▸ **EXCERPT TO READ**:
%%

This weekend I learned why I am best suited to my supervisory role here at the clinic.  I monitored while Dr. Lacher worked closely with a farrier to determine the best treatment for a horse with a bunch of issues in her feet.  I marveled at the way in which they worked as a team, batted around each other’s ideas, and came up with solutions that addressed all the issues.  It was like watching TV in a foreign language.  As a cat, I am not a team player.  Heck, Teannie and I can barely get along.  Turns out you need a team to manage your horse.  High performance, senior, or just for fun.  All horses seem to require a team.  Not cats.  We only require staff that will jump at our every request.  I feel I have trained my minions well.

Anyway, Teamwork.  Turns out teamwork is very important for performance horses.  There is often a trainer, owner, veterinarian, and farrier at the very least.   Trainers and owners need to feel comfortable talking to their veterinarian and farrier about how the horse is performing.  It may be something as minor as a lift of the head in a transition one way, but not the other.  Based on a trainer’s description of the problem, our Dr. Lacher will put her detective hat on and start investigating.  Dr. Lacher uses her 30+ years of horse experience alongside her veterinary knowledge to help track down the source of pain.  (We won’t tell her I talked about her 30+ years)

%%

▸ **ACTIVITY LIST**:
1. Using the teamwork post, decide whether each statement agrees with it: (a) Dr. Lacher worked with a farrier on a horse that had problems in her feet; (b) the writer says cats require a team; (c) performance horses usually have only a trainer and an owner. Answer yes or no for each, and quote the deciding words.
2. Reproduce the teamwork post's wording between "This weekend I" and "my minions well.", inclusive.

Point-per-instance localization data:
%%

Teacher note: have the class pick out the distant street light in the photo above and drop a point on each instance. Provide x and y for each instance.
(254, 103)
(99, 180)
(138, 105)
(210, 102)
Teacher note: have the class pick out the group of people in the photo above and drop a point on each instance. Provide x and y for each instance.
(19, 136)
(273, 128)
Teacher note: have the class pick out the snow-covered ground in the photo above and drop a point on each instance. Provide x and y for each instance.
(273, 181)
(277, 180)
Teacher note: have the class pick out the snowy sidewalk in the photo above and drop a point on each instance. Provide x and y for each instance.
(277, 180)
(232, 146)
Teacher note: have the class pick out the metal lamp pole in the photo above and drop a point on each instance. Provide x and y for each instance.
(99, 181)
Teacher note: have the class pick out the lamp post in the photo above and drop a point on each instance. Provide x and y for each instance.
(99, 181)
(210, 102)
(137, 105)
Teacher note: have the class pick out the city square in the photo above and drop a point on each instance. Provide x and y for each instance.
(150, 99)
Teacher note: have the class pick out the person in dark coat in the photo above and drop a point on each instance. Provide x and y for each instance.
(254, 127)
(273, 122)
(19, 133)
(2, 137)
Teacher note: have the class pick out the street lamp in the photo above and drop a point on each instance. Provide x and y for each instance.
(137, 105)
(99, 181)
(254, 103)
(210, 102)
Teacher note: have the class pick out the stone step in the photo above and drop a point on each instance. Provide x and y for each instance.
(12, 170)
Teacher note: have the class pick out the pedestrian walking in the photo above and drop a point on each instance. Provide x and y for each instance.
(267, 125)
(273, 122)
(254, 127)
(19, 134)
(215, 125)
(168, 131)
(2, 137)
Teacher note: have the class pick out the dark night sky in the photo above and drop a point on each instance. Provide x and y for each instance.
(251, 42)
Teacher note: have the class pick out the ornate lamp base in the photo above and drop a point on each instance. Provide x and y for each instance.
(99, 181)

%%

▸ **RESPONSES BY ITEM NUMBER**:
1.
(a) Yes: "Dr. Lacher worked closely with a farrier to determine the best treatment for a horse with a bunch of issues in her feet"
(b) No: "All horses seem to require a team. Not cats."
(c) No: "There is often a trainer, owner, veterinarian, and farrier at the very least."

2.
This weekend I learned why I am best suited to my supervisory role here at the clinic.  I monitored while Dr. Lacher worked closely with a farrier to determine the best treatment for a horse with a bunch of issues in her feet.  I marveled at the way in which they worked as a team, batted around each other’s ideas, and came up with solutions that addressed all the issues.  It was like watching TV in a foreign language.  As a cat, I am not a team player.  Heck, Teannie and I can barely get along.  Turns out you need a team to manage your horse.  High performance, senior, or just for fun.  All horses seem to require a team.  Not cats.  We only require staff that will jump at our every request.  I feel I have trained my minions well.